_WRITTEN PROBLEM_. Copy the material below verbatim, from the line containing "of the football" through the line containing "[[167, 179], [153, 182], [178, 185], [172, 186]]", with both of those lines included.

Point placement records
>>>>>
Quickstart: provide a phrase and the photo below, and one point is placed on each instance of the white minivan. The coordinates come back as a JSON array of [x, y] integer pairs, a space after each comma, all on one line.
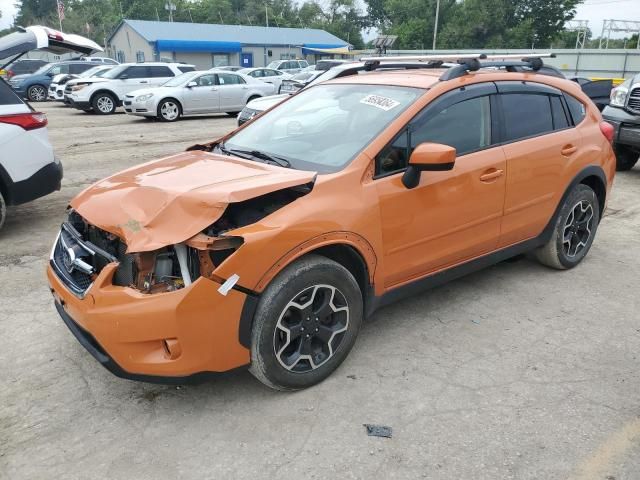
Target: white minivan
[[28, 167]]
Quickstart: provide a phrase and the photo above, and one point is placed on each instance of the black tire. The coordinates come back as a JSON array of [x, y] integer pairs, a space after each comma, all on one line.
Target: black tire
[[37, 93], [3, 211], [626, 157], [169, 110], [574, 230], [104, 103], [310, 279]]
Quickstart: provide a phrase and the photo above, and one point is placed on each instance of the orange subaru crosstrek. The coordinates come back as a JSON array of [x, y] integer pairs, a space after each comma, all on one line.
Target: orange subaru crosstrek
[[268, 247]]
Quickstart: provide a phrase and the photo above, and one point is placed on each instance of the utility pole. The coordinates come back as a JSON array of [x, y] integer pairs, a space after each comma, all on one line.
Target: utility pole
[[435, 26]]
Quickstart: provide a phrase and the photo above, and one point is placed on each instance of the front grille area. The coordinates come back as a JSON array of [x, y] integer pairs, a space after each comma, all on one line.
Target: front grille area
[[82, 251], [634, 100]]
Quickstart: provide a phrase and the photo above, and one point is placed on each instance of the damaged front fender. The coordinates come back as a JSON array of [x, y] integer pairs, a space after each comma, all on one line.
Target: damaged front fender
[[171, 200]]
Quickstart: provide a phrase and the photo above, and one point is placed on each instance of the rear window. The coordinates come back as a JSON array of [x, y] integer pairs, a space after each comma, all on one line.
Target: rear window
[[160, 72], [7, 96], [536, 109]]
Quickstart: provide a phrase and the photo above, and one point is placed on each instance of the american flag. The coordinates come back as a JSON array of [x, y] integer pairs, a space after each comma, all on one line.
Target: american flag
[[60, 9]]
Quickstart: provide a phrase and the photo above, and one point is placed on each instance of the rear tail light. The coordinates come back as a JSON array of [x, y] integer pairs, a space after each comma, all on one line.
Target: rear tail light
[[607, 130], [28, 121]]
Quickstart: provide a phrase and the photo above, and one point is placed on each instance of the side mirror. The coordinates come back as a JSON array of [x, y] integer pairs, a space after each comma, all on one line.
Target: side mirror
[[433, 157]]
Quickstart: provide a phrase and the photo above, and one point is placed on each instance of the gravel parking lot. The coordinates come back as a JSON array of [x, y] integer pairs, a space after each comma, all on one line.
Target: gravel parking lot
[[516, 372]]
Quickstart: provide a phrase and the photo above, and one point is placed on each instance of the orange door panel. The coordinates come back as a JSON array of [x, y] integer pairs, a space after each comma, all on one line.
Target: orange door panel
[[536, 167], [449, 217]]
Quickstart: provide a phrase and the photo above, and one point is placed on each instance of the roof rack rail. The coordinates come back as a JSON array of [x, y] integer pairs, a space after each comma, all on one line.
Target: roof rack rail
[[533, 61]]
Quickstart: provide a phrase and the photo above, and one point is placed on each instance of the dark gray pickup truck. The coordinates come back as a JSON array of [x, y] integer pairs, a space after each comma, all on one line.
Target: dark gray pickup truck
[[623, 112]]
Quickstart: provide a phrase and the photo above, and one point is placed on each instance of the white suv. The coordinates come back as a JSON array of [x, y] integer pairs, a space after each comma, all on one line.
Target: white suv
[[288, 66], [28, 166], [104, 94]]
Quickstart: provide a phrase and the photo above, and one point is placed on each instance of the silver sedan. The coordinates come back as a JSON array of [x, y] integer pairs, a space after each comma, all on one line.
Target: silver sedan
[[196, 93]]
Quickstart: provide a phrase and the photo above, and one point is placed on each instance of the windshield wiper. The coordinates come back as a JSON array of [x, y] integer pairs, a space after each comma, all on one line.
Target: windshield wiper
[[282, 162]]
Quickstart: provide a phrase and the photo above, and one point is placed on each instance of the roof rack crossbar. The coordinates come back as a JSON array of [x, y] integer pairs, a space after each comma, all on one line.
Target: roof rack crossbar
[[535, 63]]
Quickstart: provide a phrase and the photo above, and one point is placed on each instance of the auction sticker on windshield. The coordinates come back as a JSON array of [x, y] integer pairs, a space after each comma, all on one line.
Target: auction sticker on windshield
[[383, 103]]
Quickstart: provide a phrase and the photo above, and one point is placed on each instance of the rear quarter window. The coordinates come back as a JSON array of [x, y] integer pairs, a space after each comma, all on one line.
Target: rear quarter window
[[576, 108], [526, 115]]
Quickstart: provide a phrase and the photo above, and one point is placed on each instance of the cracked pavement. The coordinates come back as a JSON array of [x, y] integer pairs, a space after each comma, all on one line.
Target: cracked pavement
[[514, 372]]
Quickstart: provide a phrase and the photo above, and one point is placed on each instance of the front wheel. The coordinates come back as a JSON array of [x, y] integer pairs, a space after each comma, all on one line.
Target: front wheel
[[37, 93], [306, 322], [169, 110], [626, 157], [574, 231], [104, 104]]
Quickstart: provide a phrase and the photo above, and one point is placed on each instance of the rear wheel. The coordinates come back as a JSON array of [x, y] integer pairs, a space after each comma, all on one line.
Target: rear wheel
[[574, 231], [169, 110], [305, 324], [626, 157], [37, 93], [104, 104]]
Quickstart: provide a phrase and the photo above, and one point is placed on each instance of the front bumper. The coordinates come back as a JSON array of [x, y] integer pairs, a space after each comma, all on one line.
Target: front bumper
[[626, 126], [145, 109], [163, 337]]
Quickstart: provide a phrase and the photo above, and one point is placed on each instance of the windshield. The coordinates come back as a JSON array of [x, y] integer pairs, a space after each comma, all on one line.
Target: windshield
[[180, 80], [43, 69], [115, 71], [323, 128]]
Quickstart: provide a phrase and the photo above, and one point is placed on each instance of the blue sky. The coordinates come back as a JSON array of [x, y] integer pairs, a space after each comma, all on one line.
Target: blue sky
[[593, 10]]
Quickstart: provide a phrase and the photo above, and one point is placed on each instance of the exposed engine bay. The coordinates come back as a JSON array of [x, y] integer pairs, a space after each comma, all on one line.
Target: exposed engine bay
[[176, 266]]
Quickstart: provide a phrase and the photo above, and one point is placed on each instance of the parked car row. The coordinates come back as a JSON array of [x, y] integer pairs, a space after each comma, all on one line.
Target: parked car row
[[29, 168]]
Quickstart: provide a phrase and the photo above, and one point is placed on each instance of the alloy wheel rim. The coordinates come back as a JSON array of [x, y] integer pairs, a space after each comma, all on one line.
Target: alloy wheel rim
[[169, 110], [577, 229], [105, 104], [38, 94], [311, 328]]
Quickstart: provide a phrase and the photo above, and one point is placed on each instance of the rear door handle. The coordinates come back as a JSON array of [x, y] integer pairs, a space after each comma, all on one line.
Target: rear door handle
[[491, 175]]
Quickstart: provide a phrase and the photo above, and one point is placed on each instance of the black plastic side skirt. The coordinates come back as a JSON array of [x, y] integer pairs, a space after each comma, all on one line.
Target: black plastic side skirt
[[372, 302]]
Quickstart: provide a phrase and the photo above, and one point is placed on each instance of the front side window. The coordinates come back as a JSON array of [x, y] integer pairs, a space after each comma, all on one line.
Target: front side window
[[465, 125], [206, 80], [137, 72], [526, 115], [229, 79], [324, 128], [160, 72]]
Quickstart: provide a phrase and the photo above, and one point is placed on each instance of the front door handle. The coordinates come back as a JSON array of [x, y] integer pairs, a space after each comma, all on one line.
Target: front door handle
[[491, 175]]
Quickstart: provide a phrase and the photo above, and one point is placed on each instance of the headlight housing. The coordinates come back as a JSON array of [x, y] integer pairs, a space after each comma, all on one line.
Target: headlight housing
[[79, 86], [619, 94]]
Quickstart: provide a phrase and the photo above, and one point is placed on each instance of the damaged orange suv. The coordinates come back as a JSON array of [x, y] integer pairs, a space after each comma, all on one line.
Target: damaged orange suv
[[267, 248]]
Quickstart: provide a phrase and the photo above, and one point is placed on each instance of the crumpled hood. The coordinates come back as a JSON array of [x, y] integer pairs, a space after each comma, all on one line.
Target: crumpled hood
[[168, 201]]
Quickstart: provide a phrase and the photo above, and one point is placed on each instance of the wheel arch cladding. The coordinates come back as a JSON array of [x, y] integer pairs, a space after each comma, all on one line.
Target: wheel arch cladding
[[346, 255], [599, 187]]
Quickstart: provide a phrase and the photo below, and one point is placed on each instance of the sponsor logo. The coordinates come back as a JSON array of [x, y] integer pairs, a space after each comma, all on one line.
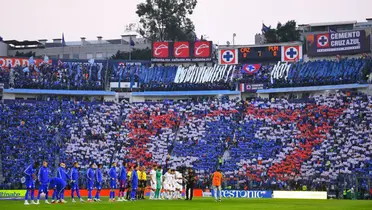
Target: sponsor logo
[[181, 49], [323, 40], [160, 49], [291, 53], [228, 57], [245, 194], [280, 71], [202, 49]]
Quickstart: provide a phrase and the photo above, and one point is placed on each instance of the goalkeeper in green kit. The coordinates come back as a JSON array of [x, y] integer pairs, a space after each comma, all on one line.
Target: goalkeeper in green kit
[[158, 182]]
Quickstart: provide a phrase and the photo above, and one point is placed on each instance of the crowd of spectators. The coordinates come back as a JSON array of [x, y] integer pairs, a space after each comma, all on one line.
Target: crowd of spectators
[[273, 144], [65, 76], [162, 78]]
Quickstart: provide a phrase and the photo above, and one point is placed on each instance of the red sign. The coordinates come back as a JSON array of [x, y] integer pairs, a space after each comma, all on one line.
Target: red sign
[[5, 61], [202, 49], [181, 50], [160, 49]]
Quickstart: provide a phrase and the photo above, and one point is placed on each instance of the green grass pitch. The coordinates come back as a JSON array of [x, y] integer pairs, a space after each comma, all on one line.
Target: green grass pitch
[[201, 204]]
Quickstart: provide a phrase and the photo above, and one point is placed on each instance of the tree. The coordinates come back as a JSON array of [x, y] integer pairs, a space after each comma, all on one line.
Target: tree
[[137, 54], [283, 33], [167, 19]]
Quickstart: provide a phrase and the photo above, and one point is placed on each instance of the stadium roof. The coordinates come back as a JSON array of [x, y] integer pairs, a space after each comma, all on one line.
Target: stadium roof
[[186, 93], [59, 92], [312, 88], [330, 23]]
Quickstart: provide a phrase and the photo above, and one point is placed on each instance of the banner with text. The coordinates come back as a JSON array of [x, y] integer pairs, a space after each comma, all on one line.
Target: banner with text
[[339, 43], [245, 194], [250, 87], [13, 62], [203, 74]]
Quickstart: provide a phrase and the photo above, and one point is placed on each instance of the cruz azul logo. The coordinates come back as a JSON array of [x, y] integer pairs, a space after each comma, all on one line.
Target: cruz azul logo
[[202, 49], [160, 49], [280, 71], [181, 49]]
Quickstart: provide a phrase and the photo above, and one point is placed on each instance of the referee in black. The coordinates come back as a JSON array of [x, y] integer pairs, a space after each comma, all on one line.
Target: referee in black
[[190, 183]]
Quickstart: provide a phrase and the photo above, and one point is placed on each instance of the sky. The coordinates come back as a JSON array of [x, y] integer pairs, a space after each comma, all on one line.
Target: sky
[[217, 19]]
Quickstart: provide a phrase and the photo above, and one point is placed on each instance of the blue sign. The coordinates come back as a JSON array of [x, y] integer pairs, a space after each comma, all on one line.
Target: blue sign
[[338, 43], [245, 194]]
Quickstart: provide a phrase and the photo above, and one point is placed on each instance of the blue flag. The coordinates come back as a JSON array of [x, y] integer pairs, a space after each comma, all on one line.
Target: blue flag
[[265, 28], [63, 40], [131, 42], [31, 61], [131, 78]]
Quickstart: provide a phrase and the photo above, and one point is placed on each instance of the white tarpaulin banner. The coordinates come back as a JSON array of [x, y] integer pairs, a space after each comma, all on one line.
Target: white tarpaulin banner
[[203, 74]]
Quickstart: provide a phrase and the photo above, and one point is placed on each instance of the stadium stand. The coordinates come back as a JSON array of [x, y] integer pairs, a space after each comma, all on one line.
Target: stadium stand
[[65, 76], [83, 76], [273, 144]]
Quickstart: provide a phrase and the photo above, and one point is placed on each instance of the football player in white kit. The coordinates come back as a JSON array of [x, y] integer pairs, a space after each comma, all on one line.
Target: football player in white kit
[[167, 179], [153, 182], [178, 185], [172, 186]]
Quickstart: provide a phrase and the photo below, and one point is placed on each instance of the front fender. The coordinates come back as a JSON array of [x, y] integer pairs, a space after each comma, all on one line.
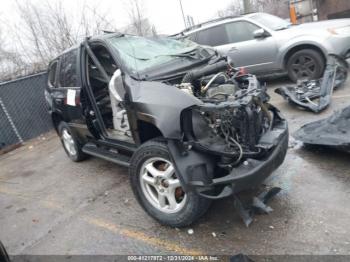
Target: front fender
<<<<<
_RESULT_.
Quickstart: provide a phrase and the photo above, and one point is placed on each instance of the football player in white kit. The coordinates come back as a JSON array of [x, y] integer pairs, a space after each comma, all on one line.
Target: football player in white kit
[[167, 179], [153, 182], [178, 185], [172, 186]]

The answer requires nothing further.